Instruções da tarefa
Copie sem alterações o trecho do texto sobre racismo escolar que começa nas palavras "O próprio sistema, enfim, faz" e termina logo após "onde ele pertence.".

O racismo escolar torna ainda mais crítica a relação desse aluno com a escola. As pesquisas existentes sobre vieses das relações étnicos raciais na sala de aula mostram que os professores se aproximam e dão mais afeto aos estudantes brancos, desde abraçar até orientar ou colocá-los para sentar mais à frente na sala de aula. Isso fica ainda mais evidente em avaliações padronizadas dos estudantes: alunos negros costumam se sair melhor do que na avaliação dos professores, ou seja, a crença do educador de que aquele estudante pode aprender é menor, uma questão de viés inconsciente.
O próprio sistema, enfim, faz com que o estudante internalize o racismo e não acredite que ele é capaz de aprender ou que aquele é um ambiente seguro e onde ele pertence.
A recomposição das aprendizagens pós-pandemia precisa ser planejada considerando este contexto. A desigualdade racial na educação não pode ser tratada como um apêndice, mas como aspecto central nos desafios que se impõem. A busca por equidade racial é um alicerce para o sucesso das estratégias de recomposição. Para isso, precisamos descartar estratégias universalistas, que pensem todos os estudantes da mesma maneira. Se assim o for, os estudantes negros vão continuar sem ter seu direito a aprendizagem com equidade garantida. Se queremos ter bons resultados de aprendizagem, é preciso que as escolas tenham uma perspectiva antirracista e garantam que os estudantes negros, que são a maioria na rede pública, sintam que pertencem àquela comunidade. Aliás, estudos internacionais indicam que estudantes brancos também têm melhores resultados educacionais quando se discute identidade com uma perspectiva racial na escola.
Mas quais são os caminhos para a equidade racial num contexto de recomposição das aprendizagens? Em primeiro lugar, é preciso estudar a estrutura já existente para isso, fruto de lutas histórias dos movimentos negros no Brasil. Existem as Leis 10.639/2003 e 11.645/2008, que tornaram obrigatório o estudo da cultura e história indígena e afro-brasileira. No final do ano passado, a Mahin e o Educação Já também lançaram o documento “Equidade étnico-racial: recomendações de políticas de equidade étnico-racial para os governos federal e estaduais”. Construído ao longo de 2022 por especialistas negros, indígenas e quilombolas com o apoio de diversas organizações do terceiro setor, trata-se de um vasto material que aponta diretrizes concretas para todos os níveis de governo e para os gestores de escolas.Outro caminho importante é escutar as lideranças negras locais, convidar movimentos e seus agentes para construírem as estratégias de recomposição de aprendizagens.

Amostra de dados
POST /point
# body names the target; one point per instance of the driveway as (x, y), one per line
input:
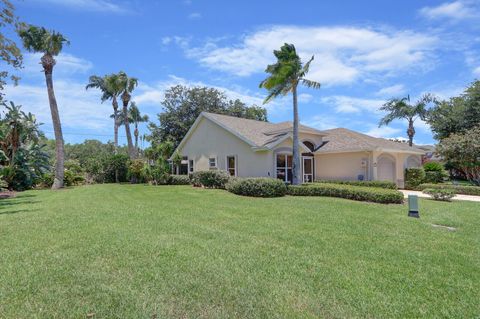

Solução do exercício
O próprio sistema, enfim, faz com que o estudante internalize o racismo e não acredite que ele é capaz de aprender ou que aquele é um ambiente seguro e onde ele pertence.